# [Exercise directions]
Return, character for character, everything from the first line of the rows below down to the line containing "top-left (180, 9), bottom-right (526, 319)", including that line.

# [Excerpted records]
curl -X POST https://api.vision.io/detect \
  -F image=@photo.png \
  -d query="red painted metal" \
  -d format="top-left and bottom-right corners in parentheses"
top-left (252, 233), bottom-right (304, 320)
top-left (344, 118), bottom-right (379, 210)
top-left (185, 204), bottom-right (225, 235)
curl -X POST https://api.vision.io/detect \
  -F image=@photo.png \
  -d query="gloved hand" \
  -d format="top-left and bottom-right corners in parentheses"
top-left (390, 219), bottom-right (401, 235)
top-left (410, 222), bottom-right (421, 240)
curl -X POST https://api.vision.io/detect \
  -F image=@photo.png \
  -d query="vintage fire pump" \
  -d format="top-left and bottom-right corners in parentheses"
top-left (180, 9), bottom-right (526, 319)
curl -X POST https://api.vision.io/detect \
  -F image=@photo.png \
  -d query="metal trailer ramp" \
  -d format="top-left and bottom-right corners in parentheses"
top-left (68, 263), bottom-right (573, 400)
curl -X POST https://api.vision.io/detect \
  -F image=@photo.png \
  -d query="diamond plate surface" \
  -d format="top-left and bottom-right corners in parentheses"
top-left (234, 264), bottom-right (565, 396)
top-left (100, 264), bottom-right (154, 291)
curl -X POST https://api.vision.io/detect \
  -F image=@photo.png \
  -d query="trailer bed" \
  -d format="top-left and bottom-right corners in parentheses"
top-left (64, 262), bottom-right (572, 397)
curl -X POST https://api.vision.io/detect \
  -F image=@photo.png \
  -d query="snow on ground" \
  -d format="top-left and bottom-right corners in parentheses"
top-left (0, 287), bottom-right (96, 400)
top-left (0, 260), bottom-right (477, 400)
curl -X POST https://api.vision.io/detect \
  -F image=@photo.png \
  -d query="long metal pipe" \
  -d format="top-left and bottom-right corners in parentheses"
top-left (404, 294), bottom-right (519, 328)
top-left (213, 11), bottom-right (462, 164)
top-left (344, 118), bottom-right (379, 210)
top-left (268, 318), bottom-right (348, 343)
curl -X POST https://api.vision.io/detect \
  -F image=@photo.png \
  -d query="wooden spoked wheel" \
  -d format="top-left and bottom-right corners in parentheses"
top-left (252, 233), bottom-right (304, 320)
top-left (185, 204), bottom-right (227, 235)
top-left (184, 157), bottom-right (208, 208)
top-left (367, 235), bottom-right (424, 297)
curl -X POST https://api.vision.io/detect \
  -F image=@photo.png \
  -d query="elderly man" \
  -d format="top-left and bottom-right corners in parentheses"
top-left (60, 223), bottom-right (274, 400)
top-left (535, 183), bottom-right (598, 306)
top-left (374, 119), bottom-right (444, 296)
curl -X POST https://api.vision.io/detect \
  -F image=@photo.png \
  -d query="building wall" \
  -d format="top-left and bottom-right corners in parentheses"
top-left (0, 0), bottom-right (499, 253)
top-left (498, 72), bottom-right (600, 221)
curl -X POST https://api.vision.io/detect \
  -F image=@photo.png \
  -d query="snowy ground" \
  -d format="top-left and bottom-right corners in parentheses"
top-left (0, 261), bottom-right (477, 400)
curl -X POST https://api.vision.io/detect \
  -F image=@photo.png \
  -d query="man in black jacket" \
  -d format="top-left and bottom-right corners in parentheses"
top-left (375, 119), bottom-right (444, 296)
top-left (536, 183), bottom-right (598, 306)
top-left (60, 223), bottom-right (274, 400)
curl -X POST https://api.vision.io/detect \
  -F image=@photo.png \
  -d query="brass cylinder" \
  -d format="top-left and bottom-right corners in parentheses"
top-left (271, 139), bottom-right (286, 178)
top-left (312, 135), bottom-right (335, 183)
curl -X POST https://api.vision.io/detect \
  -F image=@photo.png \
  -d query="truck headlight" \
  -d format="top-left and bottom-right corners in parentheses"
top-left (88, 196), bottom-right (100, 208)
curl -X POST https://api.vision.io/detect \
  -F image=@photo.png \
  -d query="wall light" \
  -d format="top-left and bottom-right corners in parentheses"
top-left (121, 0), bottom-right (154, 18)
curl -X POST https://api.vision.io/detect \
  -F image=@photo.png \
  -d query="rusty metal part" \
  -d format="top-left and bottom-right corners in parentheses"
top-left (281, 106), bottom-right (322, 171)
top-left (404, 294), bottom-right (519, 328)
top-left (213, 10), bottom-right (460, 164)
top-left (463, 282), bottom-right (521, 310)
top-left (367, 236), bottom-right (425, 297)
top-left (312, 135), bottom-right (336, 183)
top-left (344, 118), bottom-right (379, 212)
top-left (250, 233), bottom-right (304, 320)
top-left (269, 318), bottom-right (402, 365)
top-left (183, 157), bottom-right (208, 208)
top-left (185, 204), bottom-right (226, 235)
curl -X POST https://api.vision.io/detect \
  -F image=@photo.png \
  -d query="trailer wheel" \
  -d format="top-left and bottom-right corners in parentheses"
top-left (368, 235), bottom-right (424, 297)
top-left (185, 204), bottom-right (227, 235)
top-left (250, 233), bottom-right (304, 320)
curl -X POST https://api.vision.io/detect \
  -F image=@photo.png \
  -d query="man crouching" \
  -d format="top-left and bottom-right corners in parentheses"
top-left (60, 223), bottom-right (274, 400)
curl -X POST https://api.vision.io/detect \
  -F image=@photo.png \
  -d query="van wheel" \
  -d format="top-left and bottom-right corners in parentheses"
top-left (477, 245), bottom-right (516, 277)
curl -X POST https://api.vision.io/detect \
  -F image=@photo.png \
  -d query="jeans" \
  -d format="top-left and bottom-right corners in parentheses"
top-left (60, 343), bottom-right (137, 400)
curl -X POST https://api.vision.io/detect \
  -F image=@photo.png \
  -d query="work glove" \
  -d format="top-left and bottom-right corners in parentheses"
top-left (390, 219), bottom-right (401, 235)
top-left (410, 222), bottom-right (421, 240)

# [Solution to this problem]
curl -X POST https://api.vision.io/detect \
  -F image=@photo.png \
  -d query="red painted metal" \
  -d format="top-left and bottom-right corners in parentheses"
top-left (252, 233), bottom-right (304, 320)
top-left (344, 118), bottom-right (379, 210)
top-left (185, 204), bottom-right (225, 235)
curl -X POST https://api.vision.io/detect \
  -F image=@photo.png \
  -d query="gloved hand" \
  -d format="top-left and bottom-right corners in parentheses"
top-left (390, 219), bottom-right (401, 235)
top-left (410, 222), bottom-right (421, 240)
curl -X POST https://api.vision.io/detect \
  -F image=@photo.png \
  -d query="vintage fire pump" \
  -d format="top-left and bottom-right corners in parentheses"
top-left (180, 9), bottom-right (526, 319)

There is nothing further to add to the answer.